_Source information_:
• • • • •
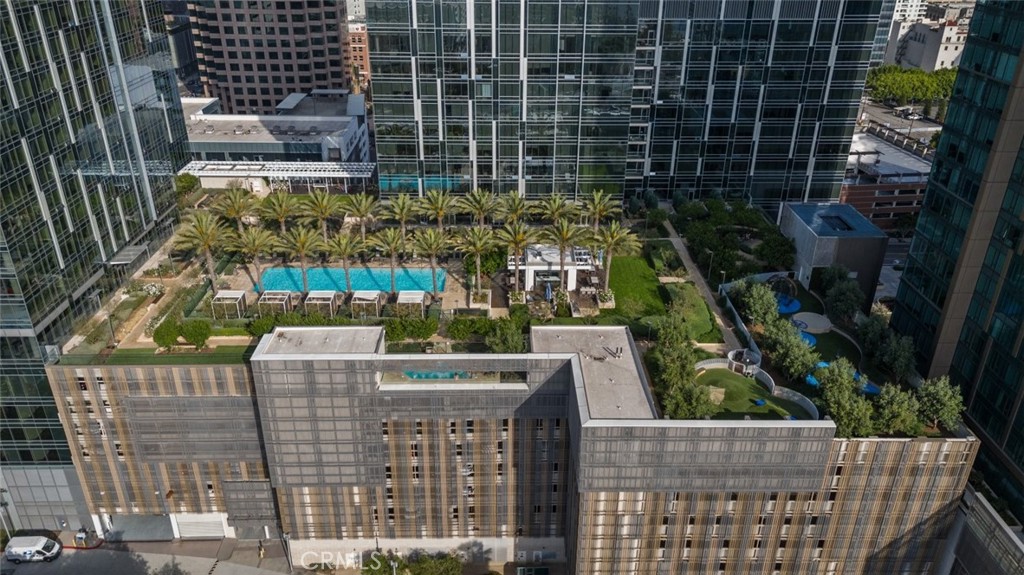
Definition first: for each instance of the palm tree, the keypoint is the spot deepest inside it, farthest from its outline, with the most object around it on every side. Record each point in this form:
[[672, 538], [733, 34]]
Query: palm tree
[[391, 242], [206, 233], [479, 203], [516, 235], [280, 207], [598, 206], [365, 208], [564, 234], [513, 207], [254, 242], [303, 242], [555, 208], [437, 204], [431, 242], [477, 240], [615, 239], [235, 206], [321, 207], [400, 209], [346, 247]]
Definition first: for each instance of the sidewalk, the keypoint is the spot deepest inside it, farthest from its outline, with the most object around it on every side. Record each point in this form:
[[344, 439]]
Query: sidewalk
[[725, 325]]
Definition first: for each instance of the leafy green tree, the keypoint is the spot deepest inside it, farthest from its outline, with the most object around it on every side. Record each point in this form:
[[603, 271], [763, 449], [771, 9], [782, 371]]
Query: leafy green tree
[[477, 241], [345, 247], [851, 412], [281, 207], [480, 204], [614, 239], [832, 275], [254, 242], [196, 332], [506, 337], [897, 356], [776, 251], [941, 402], [598, 206], [873, 333], [897, 411], [391, 242], [438, 204], [166, 335], [302, 242], [431, 242], [205, 233], [759, 304], [364, 208], [844, 300]]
• • • • •
_Required work_:
Across the preceding material, how many lines contain the word "inside"? State the number alone.

_Exercise response_:
3